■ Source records
╭──

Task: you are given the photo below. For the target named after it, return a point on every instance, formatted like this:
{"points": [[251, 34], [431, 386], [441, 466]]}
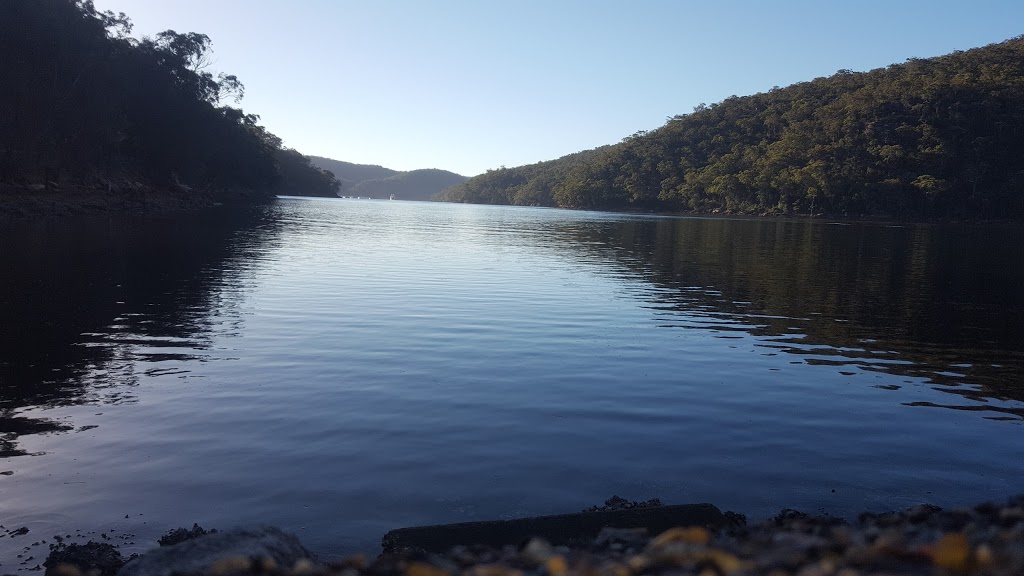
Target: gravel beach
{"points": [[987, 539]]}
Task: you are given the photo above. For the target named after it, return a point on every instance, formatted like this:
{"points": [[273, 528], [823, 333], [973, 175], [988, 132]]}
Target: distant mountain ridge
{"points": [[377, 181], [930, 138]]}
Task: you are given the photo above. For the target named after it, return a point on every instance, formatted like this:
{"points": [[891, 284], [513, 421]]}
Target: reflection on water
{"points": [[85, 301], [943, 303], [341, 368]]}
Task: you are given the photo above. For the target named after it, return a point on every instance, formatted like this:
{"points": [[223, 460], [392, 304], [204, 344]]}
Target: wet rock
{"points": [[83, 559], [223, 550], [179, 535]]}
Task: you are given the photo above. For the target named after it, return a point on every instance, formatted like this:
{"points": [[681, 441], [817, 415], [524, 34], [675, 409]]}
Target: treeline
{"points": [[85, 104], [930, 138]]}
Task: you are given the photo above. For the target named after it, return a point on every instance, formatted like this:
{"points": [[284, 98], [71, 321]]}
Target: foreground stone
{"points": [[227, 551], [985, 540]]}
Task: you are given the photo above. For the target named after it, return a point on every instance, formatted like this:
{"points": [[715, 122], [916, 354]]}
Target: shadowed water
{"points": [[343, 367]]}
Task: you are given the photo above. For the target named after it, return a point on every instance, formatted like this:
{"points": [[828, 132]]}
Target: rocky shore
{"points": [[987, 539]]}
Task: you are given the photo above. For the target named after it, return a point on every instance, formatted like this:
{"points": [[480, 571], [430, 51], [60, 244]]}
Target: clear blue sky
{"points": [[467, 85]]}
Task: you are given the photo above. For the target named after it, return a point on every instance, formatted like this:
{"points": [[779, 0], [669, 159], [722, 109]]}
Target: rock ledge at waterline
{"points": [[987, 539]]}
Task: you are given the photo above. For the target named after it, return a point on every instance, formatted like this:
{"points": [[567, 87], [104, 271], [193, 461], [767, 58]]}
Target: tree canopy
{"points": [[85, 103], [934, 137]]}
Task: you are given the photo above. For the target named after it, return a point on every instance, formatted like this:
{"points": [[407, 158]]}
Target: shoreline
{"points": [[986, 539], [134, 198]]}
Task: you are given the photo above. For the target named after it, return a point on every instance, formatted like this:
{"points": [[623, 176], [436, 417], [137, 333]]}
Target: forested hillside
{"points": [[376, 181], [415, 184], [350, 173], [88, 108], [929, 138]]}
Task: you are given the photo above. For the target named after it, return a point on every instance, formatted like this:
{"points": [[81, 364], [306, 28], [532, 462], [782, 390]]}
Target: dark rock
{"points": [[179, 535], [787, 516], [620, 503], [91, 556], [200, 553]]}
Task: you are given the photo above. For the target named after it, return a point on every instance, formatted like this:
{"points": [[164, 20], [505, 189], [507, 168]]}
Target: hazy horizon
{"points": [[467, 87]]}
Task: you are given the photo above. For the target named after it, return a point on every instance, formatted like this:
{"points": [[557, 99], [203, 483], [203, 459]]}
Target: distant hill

╰──

■ Task
Start at the top line above and repeat the records verbatim, leaving images out.

■ Task result
Task: you are given the photo below. For the target named after it, return a point on every instance, formatted like this:
{"points": [[251, 34], [431, 386], [441, 466]]}
Target: gravel beach
{"points": [[987, 539]]}
Task: you are given the photo above. For the target named after it, return a point on every instance, formatted like this:
{"points": [[273, 528], [823, 333], [973, 175], [988, 132]]}
Target: distant mountain ridge
{"points": [[377, 181], [930, 138]]}
Task: you are given the photo above. For the target named after it, return a point on every instance, formatted like this:
{"points": [[891, 284], [513, 421]]}
Target: reflection on water
{"points": [[85, 301], [943, 303], [341, 368]]}
Task: you are given the photo above. For the target named after it, return a point on every instance, formatted like this:
{"points": [[223, 460], [392, 304], [204, 344]]}
Target: wet rock
{"points": [[83, 559], [223, 550], [179, 535]]}
Task: you are given the photo above. For the target named after it, return a point on every instance, formatted like this:
{"points": [[681, 441], [817, 415], [524, 34], [675, 409]]}
Target: treeline
{"points": [[85, 104], [930, 138]]}
Task: you are given the photo above. For the target named after it, return a point on every instance, formatted like this:
{"points": [[284, 98], [71, 321]]}
Target: foreground stone
{"points": [[227, 551], [985, 540]]}
Task: you are given the photo above. For the target named after it, return a point on every instance, formatted like this:
{"points": [[715, 122], [916, 354]]}
Target: shadowed water
{"points": [[343, 367]]}
Task: you are given the photo above. For the target named after it, return a point on every instance, formatted like this:
{"points": [[828, 132]]}
Target: rocky shore
{"points": [[987, 539]]}
Task: you are given the photo above. For the target named after it, return a point on every instance, formatted like this:
{"points": [[480, 571], [430, 51], [60, 244]]}
Target: clear blue sky
{"points": [[467, 85]]}
Task: you are given the photo above. For the target named after it, return a point on every instance, formatted like this:
{"points": [[779, 0], [669, 159], [722, 109]]}
Target: rock ledge at waterline
{"points": [[987, 539]]}
Task: you are given the photo above. For the target named after it, return a point on every instance, formatted like this:
{"points": [[567, 87], [104, 271], [193, 461], [767, 58]]}
Target: tree canopy
{"points": [[85, 103], [934, 137]]}
Task: you are given the photo above. For the target named after it, return a point on every instance, formatted like this:
{"points": [[407, 158]]}
Target: shoreline
{"points": [[986, 539], [134, 198]]}
Task: you are given the photo above. For the target named after it, return a point on every instance, formatted like this:
{"points": [[623, 176], [436, 417], [137, 333]]}
Target: forested hillside
{"points": [[376, 181], [415, 184], [350, 173], [88, 108], [929, 138]]}
Task: you are given the photo above. For the target named after it, return a point on every instance, formatted like this:
{"points": [[81, 364], [306, 28], [532, 462], [782, 390]]}
Target: dark rock
{"points": [[179, 535], [787, 516], [620, 503], [91, 556], [200, 553]]}
Task: you are given the photo above. For the target named after it, return a point on every instance, formatted like this:
{"points": [[164, 20], [505, 189], [507, 168]]}
Target: hazy horizon
{"points": [[467, 87]]}
Task: you are given the photo above. For the target named after it, return a point on every instance, formatted like this:
{"points": [[557, 99], [203, 483], [203, 459]]}
Target: distant hill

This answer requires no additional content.